→ Aim: Lay out the entries from the line with "Scouting task: drop one point on every instance of the white" up to and including the line with "[(489, 228)]" as a JSON list of strings, one string per line, skipping blank lines. Leave the pictures out of your answer.

→ Given entries:
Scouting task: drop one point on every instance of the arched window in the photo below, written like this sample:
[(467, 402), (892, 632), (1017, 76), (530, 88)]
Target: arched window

* * *

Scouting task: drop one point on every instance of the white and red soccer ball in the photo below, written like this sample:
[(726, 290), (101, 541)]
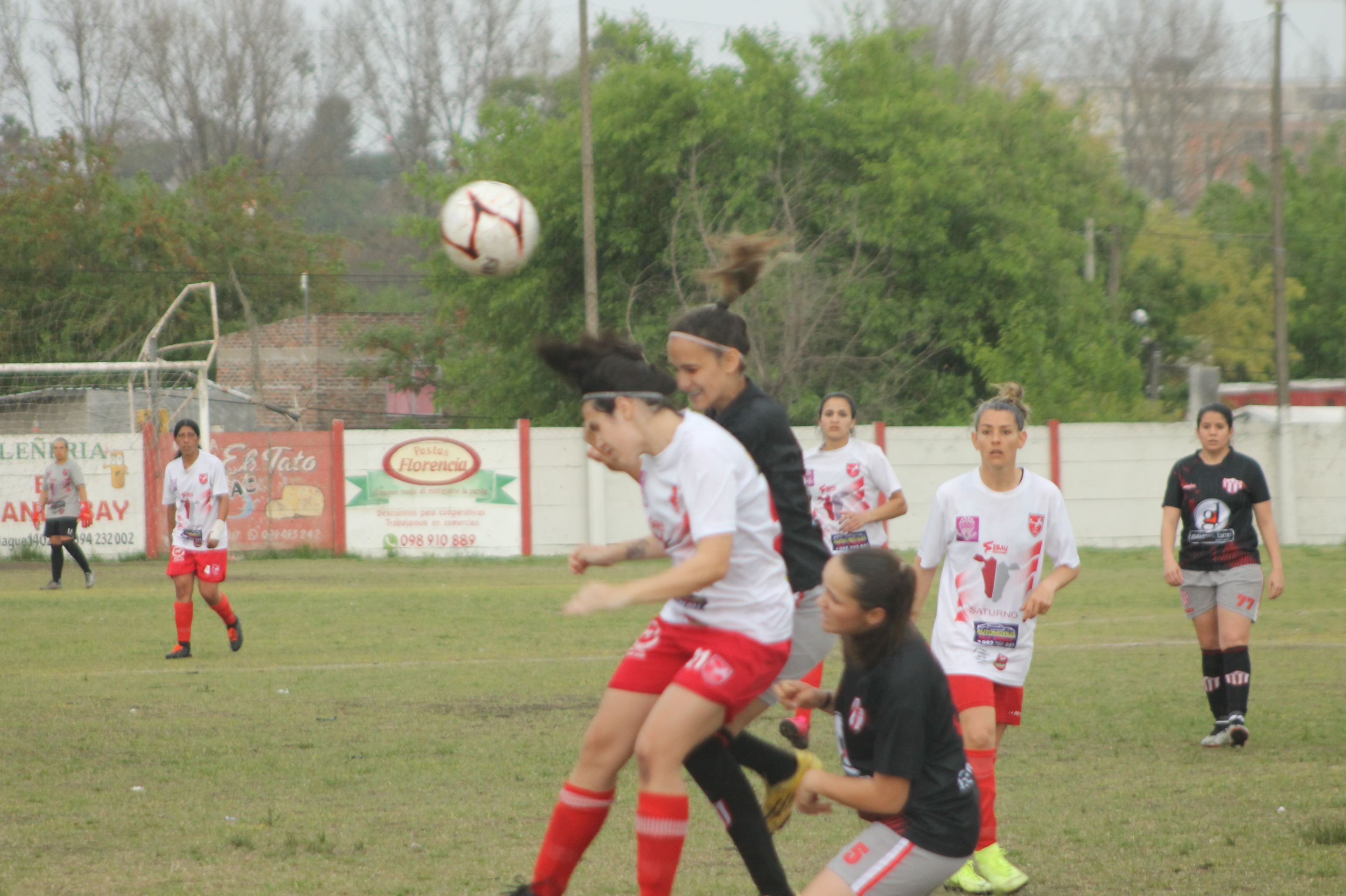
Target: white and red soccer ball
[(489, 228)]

→ Result:
[
  "Scouting task: drop one point on every instance of the white and red soccer ball in the photo below, written like this sample:",
  "[(726, 290), (101, 541)]",
  "Target: white and red soccer ball",
  "[(489, 228)]"
]